### Exercise data

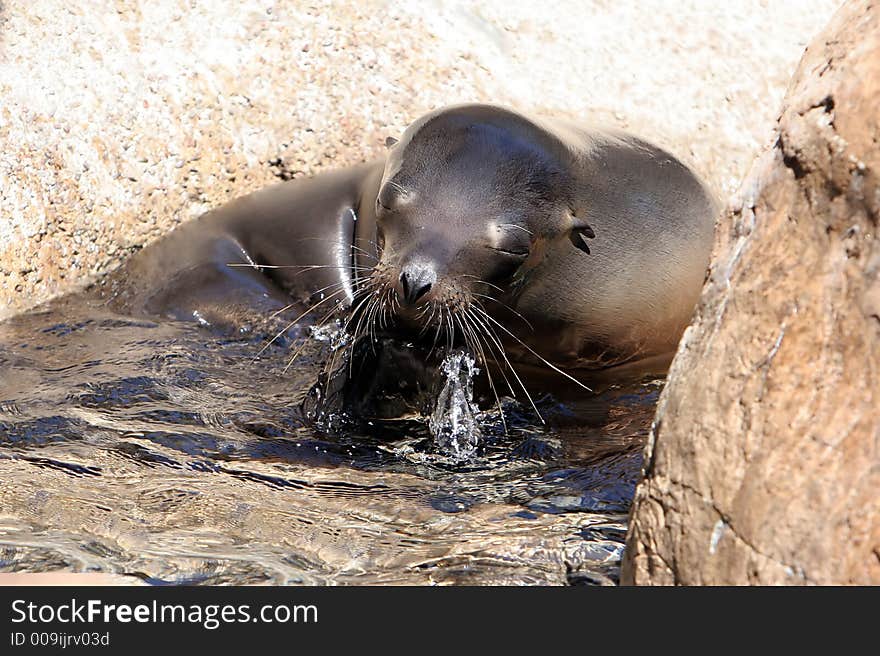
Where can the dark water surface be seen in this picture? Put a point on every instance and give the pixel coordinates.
(165, 452)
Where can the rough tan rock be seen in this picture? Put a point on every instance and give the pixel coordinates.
(764, 463)
(120, 119)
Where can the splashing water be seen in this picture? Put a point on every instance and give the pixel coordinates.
(454, 423)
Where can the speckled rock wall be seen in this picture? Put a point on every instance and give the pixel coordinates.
(120, 119)
(764, 468)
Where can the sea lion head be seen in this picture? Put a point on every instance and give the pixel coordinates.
(468, 197)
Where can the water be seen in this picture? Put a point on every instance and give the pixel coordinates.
(455, 422)
(165, 452)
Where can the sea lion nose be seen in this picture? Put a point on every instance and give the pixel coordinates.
(416, 280)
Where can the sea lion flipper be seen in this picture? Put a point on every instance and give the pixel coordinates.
(578, 237)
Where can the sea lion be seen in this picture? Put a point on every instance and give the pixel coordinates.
(533, 242)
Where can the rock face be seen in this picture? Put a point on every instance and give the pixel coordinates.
(119, 120)
(764, 463)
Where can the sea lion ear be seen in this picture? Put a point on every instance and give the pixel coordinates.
(579, 233)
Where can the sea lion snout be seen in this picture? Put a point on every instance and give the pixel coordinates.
(415, 281)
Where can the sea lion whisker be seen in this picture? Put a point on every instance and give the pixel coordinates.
(297, 266)
(473, 343)
(485, 282)
(494, 337)
(305, 342)
(295, 321)
(533, 352)
(506, 307)
(478, 329)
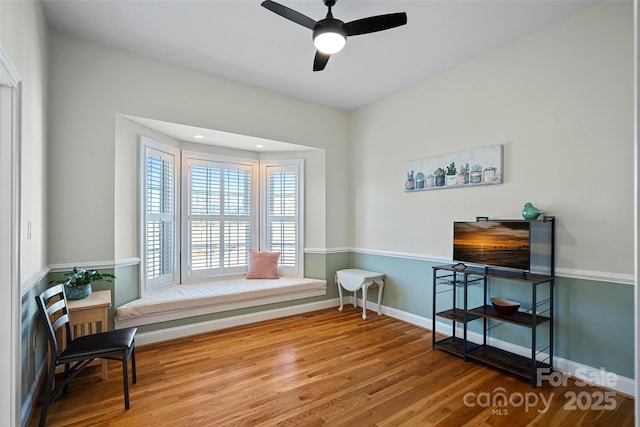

######

▶ [What you should do]:
All lines from the one holding "Where can the sea lion head" through the last line of the entries, and nothing else, are to be output exactly; leave out the pictures.

▶ [Task response]:
Where can the sea lion head be seen in this picture? Put a point on every instance and give the pixel coordinates.
(468, 197)
Where can the water be seen in this picture? Put a point on every instance and give the pixel coordinates.
(455, 422)
(165, 452)
Where can the sea lion nose be seen in this picture? Put a point on every instance and give the pixel coordinates.
(416, 280)
Where can the sea lion flipper be seen in this picture? Put a point on every instance and give the pixel coordinates.
(578, 237)
Where can the sea lion be seen in this picture? Put a point on every instance and give the pixel coordinates.
(533, 242)
Where can the rock face be seen in this picture? Put a point on every instance and give the pixel coordinates.
(119, 120)
(764, 463)
Where can the sea lion ear be seen in this picture? Put a point on every instance and give the pixel coordinates.
(579, 233)
Where can the sea lion snout be seen in this picture? Put a point on every instance and give the pixel coordinates.
(415, 281)
Where can the sea lion whisker be seen in this picture? Put a point on every instance and give the pixel coordinates.
(297, 266)
(473, 343)
(485, 282)
(494, 337)
(305, 342)
(295, 321)
(533, 352)
(506, 307)
(478, 329)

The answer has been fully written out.